Problem requirements
Count how many lines in the entries below contain the string "target". Reply with that number alone.

# START OF Records supplied

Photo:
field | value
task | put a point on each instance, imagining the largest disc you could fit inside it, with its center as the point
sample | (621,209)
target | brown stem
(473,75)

# END OF Records supplied
# START OF Records supplied

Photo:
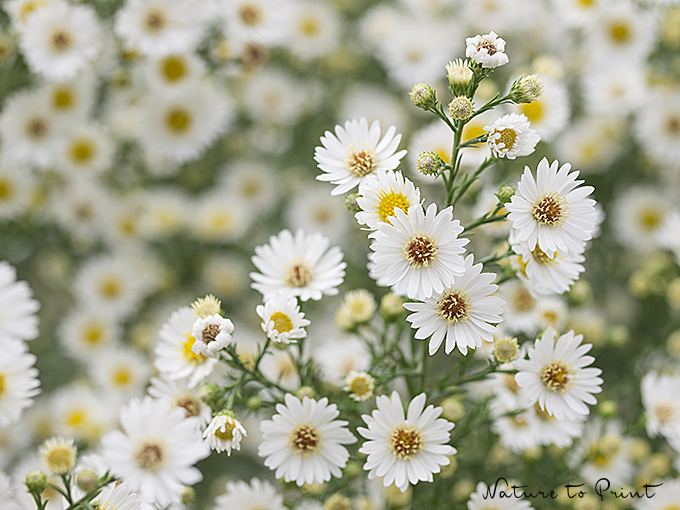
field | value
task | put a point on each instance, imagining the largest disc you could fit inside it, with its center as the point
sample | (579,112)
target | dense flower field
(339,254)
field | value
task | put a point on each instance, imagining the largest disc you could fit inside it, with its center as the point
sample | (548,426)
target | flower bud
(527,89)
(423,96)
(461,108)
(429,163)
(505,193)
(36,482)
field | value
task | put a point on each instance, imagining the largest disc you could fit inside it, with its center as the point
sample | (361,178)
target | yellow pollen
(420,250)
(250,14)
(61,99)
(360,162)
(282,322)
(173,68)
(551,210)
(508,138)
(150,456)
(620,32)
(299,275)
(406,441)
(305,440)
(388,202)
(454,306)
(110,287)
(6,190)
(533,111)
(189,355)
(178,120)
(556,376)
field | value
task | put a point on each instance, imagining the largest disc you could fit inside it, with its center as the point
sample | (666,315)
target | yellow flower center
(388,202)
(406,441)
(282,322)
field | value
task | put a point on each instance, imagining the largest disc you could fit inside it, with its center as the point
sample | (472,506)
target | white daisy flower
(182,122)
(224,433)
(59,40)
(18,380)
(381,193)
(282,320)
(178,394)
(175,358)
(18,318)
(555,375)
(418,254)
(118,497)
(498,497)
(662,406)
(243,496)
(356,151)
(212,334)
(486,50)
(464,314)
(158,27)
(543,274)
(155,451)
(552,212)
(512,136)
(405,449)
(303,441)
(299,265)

# END OF Records supplied

Full solution
6